TESS

library(algatr)

# Install required packages
tess_packages()

library(here)
library(wingen)
library(tess3r)
library(ggplot2)
library(terra)
library(raster)
library(fields)
library(rworldmap)
library(automap)
library(cowplot)
library(sf)

# for plotting (from TESS)
source("http://membres-timc.imag.fr/Olivier.Francois/Conversion.R")
source("http://membres-timc.imag.fr/Olivier.Francois/POPSutilities.R")
#> [1] "Loading fields"
#> [1] "Loading RColorBrewer"

If using TESS, please cite the following: Caye K., Deist T.M., Martins H., Michel O., François O. (2016) TESS3: fast inference of spatial population structure and genome scans for selection. Molecular Ecology Resources 16(2):540-548. DOI: 10.1111/1755-0998.12471.

→ **Entries shown**

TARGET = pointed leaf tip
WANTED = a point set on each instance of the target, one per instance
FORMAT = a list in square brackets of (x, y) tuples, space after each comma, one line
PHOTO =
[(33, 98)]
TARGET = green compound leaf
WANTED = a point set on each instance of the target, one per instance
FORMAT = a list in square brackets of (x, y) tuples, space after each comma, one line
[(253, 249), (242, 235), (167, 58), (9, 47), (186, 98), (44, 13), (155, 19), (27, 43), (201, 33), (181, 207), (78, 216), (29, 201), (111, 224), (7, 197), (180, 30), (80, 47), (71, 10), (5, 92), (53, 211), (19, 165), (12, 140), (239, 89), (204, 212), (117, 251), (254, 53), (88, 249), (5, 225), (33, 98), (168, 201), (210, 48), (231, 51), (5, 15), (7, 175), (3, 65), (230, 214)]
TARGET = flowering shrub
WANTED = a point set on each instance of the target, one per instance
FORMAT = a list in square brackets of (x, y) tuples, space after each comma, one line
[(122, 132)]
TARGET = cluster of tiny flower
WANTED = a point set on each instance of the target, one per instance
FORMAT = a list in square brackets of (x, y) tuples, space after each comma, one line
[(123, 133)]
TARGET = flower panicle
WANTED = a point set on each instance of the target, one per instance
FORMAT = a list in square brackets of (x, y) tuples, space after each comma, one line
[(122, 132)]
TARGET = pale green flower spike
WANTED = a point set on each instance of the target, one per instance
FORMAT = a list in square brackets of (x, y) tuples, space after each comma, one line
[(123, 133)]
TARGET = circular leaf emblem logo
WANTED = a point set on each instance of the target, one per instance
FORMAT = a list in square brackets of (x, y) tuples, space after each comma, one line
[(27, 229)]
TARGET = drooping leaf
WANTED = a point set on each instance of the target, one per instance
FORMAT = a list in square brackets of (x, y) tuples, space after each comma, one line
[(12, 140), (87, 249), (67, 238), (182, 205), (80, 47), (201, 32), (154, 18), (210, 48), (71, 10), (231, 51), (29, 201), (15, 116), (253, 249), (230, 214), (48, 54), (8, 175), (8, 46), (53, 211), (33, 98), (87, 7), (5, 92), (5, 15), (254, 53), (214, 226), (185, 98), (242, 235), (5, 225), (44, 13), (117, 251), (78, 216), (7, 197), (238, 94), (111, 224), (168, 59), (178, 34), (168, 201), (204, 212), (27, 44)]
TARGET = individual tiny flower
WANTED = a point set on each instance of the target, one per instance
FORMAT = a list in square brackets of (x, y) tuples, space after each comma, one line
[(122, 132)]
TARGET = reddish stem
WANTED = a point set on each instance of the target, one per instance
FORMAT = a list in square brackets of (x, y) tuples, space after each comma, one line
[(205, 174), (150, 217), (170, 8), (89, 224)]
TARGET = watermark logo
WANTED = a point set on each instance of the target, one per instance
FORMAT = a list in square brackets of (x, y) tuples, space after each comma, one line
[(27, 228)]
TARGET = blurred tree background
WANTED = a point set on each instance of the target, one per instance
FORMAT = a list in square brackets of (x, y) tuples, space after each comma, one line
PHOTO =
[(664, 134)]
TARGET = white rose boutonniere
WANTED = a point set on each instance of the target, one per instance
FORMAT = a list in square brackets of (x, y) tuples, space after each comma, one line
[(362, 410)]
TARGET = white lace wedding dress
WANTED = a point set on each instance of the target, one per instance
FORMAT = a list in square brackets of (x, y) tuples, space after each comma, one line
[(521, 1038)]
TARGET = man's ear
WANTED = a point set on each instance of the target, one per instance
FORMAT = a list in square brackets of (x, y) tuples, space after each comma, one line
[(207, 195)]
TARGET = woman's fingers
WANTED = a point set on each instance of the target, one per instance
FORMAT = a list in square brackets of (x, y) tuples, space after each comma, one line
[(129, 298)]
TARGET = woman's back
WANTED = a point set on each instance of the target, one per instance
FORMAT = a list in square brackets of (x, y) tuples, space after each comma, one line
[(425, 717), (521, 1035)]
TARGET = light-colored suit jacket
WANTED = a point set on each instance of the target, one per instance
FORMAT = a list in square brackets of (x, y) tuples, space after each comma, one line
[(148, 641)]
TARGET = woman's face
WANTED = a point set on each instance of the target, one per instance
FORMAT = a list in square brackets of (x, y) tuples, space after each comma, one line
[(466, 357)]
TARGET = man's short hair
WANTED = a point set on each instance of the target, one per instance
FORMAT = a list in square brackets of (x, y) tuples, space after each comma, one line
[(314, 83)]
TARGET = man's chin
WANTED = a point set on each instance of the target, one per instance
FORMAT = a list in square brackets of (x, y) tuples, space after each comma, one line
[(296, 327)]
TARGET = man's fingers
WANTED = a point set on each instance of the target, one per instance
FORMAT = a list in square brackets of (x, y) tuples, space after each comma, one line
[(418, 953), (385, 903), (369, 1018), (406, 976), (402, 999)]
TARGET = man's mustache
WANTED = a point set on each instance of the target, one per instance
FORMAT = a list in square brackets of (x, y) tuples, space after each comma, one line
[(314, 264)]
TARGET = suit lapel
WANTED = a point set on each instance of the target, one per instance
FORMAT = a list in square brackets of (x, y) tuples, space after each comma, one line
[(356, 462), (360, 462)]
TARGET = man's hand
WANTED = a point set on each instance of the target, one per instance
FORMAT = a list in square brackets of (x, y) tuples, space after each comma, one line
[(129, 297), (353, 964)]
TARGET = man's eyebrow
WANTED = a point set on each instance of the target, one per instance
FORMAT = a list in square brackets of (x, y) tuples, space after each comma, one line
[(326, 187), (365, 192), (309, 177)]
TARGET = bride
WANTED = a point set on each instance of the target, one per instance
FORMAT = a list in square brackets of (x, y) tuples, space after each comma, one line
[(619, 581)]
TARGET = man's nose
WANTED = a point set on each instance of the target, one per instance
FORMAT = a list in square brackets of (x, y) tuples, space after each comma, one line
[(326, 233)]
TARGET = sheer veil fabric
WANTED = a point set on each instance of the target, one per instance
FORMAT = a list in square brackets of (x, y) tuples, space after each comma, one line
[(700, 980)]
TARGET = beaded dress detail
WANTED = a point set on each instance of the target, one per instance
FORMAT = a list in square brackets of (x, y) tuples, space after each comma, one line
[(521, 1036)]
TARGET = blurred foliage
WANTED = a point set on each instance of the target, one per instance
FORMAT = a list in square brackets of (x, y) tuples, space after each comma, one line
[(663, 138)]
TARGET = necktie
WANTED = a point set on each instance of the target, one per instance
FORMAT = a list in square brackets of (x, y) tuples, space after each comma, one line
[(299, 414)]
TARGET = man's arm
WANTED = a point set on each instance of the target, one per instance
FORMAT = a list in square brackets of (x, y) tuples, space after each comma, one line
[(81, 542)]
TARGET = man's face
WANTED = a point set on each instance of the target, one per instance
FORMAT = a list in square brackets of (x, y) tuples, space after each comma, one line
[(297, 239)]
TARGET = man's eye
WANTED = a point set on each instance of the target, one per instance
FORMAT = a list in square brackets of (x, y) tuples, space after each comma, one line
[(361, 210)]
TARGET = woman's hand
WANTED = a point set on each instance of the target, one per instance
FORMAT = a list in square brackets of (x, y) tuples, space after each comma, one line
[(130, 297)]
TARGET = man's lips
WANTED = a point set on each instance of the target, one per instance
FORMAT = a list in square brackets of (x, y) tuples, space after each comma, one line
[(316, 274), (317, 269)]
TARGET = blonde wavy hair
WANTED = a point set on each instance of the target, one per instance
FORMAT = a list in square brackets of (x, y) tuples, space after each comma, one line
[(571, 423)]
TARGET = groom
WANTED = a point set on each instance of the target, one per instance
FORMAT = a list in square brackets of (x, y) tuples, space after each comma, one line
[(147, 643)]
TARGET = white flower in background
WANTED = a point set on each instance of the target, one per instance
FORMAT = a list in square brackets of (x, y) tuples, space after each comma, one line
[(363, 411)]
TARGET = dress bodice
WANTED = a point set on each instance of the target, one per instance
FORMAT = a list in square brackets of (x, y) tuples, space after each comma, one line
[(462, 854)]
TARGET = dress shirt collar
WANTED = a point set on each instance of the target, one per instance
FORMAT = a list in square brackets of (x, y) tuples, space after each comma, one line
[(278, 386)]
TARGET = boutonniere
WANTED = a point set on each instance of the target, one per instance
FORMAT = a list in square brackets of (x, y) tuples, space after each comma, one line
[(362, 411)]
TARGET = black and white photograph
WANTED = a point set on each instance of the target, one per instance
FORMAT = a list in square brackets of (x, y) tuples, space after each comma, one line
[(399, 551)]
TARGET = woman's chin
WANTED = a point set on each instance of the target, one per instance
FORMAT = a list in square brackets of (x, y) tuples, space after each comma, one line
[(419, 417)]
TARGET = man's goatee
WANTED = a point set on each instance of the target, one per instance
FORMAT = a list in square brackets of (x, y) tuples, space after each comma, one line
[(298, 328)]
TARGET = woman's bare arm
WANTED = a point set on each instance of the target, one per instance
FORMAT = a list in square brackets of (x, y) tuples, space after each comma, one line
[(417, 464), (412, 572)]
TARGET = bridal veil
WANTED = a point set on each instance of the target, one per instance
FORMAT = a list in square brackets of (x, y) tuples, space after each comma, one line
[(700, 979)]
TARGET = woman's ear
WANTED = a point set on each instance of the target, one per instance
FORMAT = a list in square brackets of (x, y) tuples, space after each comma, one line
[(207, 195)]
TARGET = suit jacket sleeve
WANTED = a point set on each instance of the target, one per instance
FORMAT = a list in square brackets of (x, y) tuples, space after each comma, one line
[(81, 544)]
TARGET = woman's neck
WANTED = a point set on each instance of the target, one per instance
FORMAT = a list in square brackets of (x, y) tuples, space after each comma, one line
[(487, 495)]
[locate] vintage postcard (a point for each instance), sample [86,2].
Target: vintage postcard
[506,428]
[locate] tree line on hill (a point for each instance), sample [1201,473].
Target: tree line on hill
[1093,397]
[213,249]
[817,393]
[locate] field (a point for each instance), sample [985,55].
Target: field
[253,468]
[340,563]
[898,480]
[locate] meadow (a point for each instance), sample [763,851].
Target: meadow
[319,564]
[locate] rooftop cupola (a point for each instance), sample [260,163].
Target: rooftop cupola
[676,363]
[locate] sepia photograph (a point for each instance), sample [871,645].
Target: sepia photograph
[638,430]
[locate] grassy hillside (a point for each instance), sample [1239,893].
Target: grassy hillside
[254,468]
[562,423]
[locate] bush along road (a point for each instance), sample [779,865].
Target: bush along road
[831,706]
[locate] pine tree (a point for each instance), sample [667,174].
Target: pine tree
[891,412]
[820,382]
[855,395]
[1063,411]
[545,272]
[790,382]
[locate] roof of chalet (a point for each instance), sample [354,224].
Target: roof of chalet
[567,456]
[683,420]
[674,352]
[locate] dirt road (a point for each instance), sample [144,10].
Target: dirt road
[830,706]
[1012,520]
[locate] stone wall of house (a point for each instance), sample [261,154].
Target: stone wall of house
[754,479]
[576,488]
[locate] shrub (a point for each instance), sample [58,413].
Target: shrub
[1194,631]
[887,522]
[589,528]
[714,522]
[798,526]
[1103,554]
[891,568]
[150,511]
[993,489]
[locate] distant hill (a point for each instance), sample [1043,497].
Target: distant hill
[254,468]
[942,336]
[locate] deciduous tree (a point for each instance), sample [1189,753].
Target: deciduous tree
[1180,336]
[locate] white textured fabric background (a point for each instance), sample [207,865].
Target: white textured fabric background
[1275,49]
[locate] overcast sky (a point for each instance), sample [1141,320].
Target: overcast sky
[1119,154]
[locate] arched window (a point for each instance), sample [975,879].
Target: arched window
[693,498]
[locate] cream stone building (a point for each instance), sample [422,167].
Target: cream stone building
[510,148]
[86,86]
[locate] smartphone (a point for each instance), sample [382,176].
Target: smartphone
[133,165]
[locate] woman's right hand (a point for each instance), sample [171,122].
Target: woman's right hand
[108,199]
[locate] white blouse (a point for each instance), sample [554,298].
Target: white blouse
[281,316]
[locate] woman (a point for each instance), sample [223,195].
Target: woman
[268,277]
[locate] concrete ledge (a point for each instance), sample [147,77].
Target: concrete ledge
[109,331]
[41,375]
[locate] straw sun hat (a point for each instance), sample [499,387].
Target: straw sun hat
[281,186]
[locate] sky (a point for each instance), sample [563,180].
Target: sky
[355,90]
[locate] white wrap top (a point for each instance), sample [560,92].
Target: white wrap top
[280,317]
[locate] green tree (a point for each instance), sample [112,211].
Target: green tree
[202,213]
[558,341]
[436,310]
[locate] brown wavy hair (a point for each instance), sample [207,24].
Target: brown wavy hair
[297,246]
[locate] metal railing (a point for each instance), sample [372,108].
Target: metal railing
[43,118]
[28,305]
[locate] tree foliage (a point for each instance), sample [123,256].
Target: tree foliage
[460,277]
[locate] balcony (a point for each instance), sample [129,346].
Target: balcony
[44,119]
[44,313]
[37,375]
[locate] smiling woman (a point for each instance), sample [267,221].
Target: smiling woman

→ **Description of the task**
Answer these questions about the TESS text:
1. Which function is called to install the required packages?
2. What two messages are printed after the two plotting scripts are sourced?
3. In which journal was the TESS3 paper that users are asked to cite published?

→ **Response area**
1. tess_packages()
2. "Loading fields" and "Loading RColorBrewer"
3. Molecular Ecology Resources